• **Given task A**:
In the account of the trip from Abakaliki to Ishiagu, why did the driver stop the car at the first check point?

• **Text provided**:
Context:
On a certain occasion, I was to travel from Abakaliki to Ishiagu. Both locations are in Ebonyi State, Nigeria. Somehow, a family member offered to give me a ride: from Abakaliki to my destination. The journey was a smooth one, without any hitch. We travelled in a Mercedes Benz car, model 200. I was in the company of the man who offered to help, his wife, and their daughter of about 3 years old.
During the course of the journey, we stopped at several “police check points”. On getting to the first check point, the following ensued:
[One of the Police men on duty flagged down our car. The driver stopped]
Police officer: Good day Sir. Where are you going to?
The man: Ishiagu.
Police officer: Can I see your driving license?
[Man brings it out].
The man: This is it.
The police officer looks intensely at it.
Police officer: Can I see your other particulars?
The man goes for it at the side of his door; gets it out and hands it to the police officer.
The man: Look at them.
The police officer flips through, still putting-up a stern face he had from the moment the car approached the “check-point”. The daughter whispers to the father.
The daughter: Daddy why not just give them money let us pass.

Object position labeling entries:
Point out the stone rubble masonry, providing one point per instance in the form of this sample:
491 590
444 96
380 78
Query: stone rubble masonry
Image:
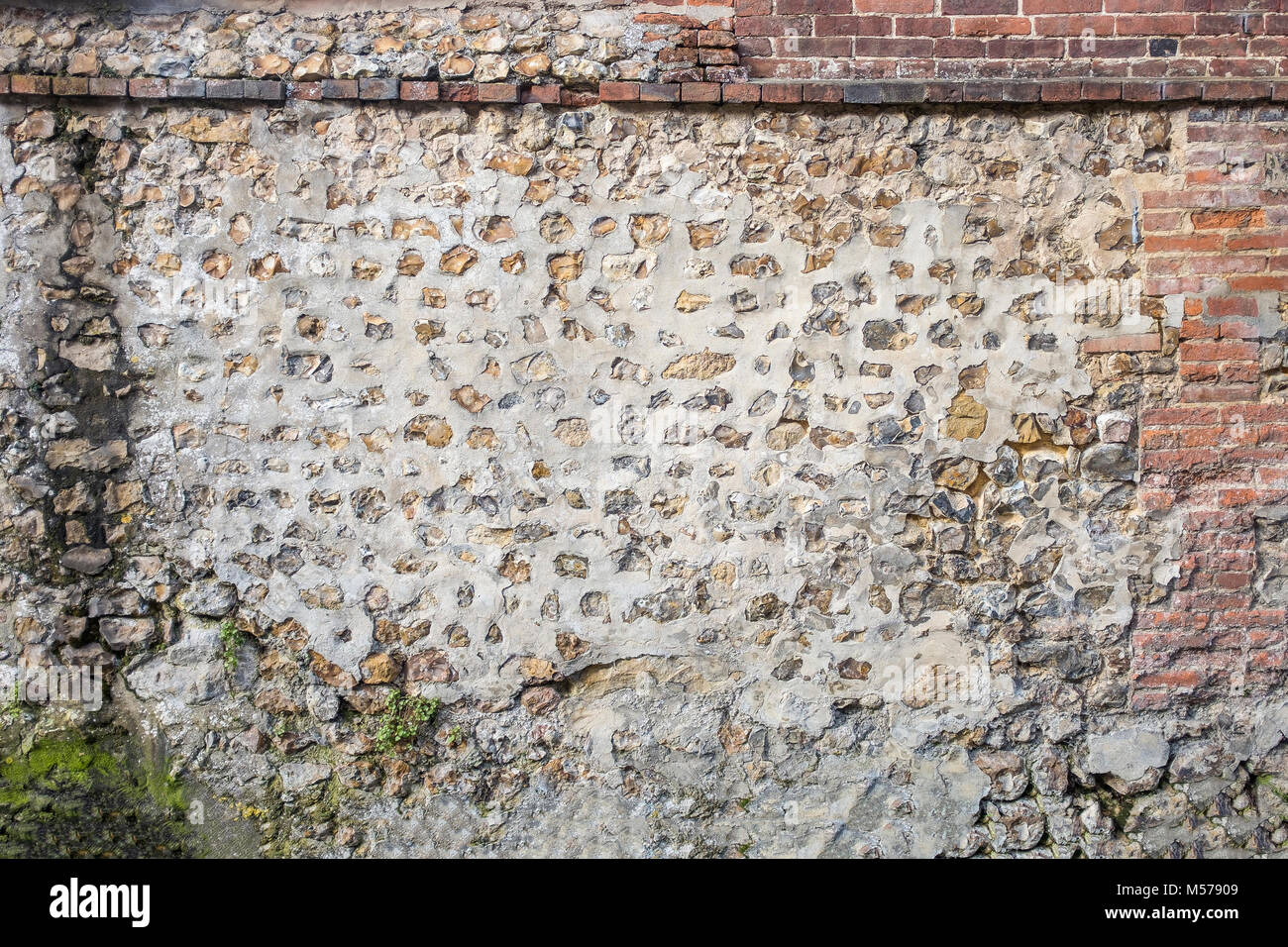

• **Given task B**:
Reproduce the object position labeling entries above word for word, but leave out the pictures.

• **Correct output A**:
The driver stopped because one of the police officers on duty flagged down the car.

• **Correct output B**:
Point out the stone rubble masonry, providing one point per instance in the form of this sample:
491 590
444 96
380 78
Query: stone rubble masonry
Image:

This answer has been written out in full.